Natural-language object grounding data:
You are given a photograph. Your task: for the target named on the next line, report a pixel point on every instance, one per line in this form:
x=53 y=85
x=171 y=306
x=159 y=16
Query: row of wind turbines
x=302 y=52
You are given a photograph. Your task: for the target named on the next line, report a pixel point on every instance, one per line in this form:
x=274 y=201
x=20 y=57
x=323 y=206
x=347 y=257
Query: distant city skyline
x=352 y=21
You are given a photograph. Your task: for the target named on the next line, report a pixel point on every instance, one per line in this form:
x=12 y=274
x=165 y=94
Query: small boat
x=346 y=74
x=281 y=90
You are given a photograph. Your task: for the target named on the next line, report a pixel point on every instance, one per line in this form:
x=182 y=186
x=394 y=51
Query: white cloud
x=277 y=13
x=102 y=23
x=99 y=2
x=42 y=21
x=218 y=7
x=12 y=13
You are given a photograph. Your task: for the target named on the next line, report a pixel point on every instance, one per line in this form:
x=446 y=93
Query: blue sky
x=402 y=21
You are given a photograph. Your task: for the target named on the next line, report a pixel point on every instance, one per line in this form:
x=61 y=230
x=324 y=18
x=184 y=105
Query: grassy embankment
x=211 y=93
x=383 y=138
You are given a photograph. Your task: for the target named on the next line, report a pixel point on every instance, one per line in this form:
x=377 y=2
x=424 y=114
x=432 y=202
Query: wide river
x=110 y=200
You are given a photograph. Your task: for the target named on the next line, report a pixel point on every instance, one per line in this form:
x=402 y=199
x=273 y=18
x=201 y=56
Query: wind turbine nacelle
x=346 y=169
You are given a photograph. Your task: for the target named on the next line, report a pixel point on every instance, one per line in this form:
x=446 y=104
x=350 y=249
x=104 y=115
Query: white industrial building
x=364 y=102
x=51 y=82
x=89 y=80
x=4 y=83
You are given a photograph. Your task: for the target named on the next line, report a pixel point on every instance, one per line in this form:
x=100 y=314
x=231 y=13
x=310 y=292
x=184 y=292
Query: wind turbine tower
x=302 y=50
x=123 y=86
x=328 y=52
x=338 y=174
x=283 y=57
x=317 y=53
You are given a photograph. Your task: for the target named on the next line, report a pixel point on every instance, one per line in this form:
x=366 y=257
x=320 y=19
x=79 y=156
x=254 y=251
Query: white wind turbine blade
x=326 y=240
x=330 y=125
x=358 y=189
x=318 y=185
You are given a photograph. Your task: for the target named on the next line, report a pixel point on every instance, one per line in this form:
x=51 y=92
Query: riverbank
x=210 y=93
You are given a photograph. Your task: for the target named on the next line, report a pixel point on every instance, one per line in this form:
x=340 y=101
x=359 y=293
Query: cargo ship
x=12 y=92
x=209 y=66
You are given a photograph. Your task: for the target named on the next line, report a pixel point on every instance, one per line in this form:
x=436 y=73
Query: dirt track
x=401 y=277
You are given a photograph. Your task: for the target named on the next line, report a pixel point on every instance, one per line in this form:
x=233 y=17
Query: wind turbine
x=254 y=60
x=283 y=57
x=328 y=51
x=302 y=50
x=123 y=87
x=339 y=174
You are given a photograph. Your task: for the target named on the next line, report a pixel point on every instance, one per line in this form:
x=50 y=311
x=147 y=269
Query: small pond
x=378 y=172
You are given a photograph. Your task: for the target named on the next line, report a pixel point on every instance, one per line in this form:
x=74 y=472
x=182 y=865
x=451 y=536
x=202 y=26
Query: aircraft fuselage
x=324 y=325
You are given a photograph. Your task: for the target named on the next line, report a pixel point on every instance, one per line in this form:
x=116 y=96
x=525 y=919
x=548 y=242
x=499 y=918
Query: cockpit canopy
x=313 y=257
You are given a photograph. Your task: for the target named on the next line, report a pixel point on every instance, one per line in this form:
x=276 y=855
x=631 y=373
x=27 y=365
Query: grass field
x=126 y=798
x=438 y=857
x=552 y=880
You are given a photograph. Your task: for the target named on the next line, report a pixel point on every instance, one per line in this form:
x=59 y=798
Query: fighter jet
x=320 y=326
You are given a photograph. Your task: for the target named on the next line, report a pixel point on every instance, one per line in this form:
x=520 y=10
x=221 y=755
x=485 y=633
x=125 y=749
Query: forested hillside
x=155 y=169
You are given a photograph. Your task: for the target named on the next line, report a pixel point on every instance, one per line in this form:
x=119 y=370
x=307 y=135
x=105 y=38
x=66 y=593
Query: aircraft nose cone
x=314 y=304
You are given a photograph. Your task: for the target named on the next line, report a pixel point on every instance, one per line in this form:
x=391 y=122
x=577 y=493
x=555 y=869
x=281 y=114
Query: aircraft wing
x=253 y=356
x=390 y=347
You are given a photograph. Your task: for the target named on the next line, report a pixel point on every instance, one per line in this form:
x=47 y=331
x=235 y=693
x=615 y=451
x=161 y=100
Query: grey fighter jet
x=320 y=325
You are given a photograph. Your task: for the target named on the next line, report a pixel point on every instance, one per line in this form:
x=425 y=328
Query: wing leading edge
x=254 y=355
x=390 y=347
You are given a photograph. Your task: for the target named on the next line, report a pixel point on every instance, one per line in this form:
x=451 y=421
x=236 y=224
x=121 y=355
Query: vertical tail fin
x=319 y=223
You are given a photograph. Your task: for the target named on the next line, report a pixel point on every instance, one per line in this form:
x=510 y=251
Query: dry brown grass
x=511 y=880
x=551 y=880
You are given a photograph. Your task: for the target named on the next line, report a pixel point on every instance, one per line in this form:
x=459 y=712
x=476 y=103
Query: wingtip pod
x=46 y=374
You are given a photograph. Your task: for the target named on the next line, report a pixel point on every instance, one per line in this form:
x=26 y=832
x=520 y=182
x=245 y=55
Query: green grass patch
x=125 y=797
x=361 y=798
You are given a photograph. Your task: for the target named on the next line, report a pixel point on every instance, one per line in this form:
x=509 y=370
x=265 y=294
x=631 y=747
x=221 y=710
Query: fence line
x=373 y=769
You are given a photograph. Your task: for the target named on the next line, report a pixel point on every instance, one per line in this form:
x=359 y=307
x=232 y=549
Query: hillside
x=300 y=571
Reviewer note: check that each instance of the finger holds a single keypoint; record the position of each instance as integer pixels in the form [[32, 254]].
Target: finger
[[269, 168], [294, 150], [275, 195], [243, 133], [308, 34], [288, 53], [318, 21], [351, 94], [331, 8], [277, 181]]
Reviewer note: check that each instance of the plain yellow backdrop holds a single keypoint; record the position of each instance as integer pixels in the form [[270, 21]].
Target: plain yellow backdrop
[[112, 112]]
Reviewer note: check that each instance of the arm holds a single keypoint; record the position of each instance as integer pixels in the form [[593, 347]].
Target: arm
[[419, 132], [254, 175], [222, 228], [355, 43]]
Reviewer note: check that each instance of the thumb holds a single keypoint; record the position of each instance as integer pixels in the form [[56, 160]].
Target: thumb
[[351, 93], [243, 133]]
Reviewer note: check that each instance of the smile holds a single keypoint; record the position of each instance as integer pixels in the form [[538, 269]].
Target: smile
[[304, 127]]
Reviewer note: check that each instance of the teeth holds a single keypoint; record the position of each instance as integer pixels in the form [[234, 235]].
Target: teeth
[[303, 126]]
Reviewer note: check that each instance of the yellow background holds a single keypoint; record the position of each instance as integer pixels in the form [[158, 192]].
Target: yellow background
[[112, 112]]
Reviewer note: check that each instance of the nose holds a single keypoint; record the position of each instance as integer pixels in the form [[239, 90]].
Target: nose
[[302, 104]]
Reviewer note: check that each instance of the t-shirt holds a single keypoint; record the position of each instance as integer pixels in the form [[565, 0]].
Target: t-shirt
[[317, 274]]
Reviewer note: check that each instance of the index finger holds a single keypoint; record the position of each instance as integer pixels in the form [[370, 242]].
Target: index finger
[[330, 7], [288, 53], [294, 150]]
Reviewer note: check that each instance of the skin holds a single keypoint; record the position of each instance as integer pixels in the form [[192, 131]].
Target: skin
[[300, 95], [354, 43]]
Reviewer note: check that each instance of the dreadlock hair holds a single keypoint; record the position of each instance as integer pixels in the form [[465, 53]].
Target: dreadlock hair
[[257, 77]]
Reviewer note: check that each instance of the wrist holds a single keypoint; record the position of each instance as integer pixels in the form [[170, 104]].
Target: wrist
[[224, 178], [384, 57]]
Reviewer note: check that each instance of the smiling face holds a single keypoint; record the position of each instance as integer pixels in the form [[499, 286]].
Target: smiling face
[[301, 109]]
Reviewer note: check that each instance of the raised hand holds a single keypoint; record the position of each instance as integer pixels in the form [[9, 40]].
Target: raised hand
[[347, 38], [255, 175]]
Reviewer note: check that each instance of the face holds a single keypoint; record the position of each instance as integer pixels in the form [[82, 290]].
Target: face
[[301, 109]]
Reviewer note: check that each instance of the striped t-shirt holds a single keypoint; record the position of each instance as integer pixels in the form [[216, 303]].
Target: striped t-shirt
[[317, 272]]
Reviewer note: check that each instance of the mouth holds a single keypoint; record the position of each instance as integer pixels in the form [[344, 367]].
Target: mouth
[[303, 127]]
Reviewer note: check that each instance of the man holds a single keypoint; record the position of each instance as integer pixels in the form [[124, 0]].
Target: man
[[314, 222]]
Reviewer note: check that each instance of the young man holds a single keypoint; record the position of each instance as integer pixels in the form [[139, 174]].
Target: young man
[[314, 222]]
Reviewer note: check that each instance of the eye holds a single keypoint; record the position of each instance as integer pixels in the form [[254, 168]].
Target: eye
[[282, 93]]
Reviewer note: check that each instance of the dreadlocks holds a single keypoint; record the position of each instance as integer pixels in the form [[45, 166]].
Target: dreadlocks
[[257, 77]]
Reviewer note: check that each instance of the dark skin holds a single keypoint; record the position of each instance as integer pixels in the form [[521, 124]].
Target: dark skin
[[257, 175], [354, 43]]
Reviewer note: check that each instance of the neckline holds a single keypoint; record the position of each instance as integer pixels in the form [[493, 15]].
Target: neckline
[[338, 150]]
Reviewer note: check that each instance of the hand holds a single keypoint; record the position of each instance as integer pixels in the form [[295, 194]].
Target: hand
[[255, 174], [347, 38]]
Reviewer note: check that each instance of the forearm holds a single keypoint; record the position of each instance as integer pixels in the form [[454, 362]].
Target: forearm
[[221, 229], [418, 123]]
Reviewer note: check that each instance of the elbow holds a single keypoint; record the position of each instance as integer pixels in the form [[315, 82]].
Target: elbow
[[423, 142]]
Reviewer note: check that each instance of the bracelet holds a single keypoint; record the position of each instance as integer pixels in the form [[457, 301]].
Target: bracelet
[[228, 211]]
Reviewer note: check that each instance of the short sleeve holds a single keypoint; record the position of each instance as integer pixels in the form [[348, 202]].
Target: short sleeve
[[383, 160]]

Your objective:
An exact copy is needed of the lines from the one containing "Target: man" through the end of the records.

Answer box:
Target: man
[[314, 222]]
Reviewer note: check that each instance of the young man holds a single keypoint; record the position of each instance as integer pixels in the form [[139, 174]].
Target: young man
[[314, 222]]
Reviewer note: check that each instance of the eye holds a single keypoint; record the position of each instance as integer pixels in the form [[254, 168]].
Target: eye
[[282, 93]]
Reviewer note: check that each instance of the dreadlocks holds a single keypoint; record the position of each instance as integer pixels in the form [[45, 166]].
Target: dreadlocks
[[257, 77]]
Reviewer note: check that each instance of the dark skin holds a single keypoint; record the position of each instance as integer pixels in the form [[521, 124]].
Target: dark skin
[[257, 175], [354, 43]]
Reviewer note: check that each instance of the neckline holds a single keypoint; record the position of each instance as integer pixels in the form [[493, 15]].
Target: neckline
[[338, 150]]
Reviewer note: check that each instance of the hand holds a single keypoint; record the position of each instance as integer pixels in the form [[295, 194]].
Target: hand
[[255, 174], [347, 38]]
Reviewer note: check that each instance of the forearm holds a single keypoint; record the position of each instance as integer pixels in the form [[454, 362]].
Target: forearm
[[221, 229], [418, 123]]
Reviewer note: check that each instance of the elbow holds a single keypoint; record the position of each instance as integer pixels in the form [[315, 82]].
Target: elbow
[[423, 142]]
Reviewer note: check that each instance of the bracelet holds a single keypoint; record the position of each instance as integer pixels in the form [[457, 301]].
Target: bracelet
[[228, 211]]
Reviewer note: check that each instance of the short sleeve holds a single keypoint; record the position of each instance as integer pixels in the form [[348, 202]].
Target: short sleeve
[[383, 160]]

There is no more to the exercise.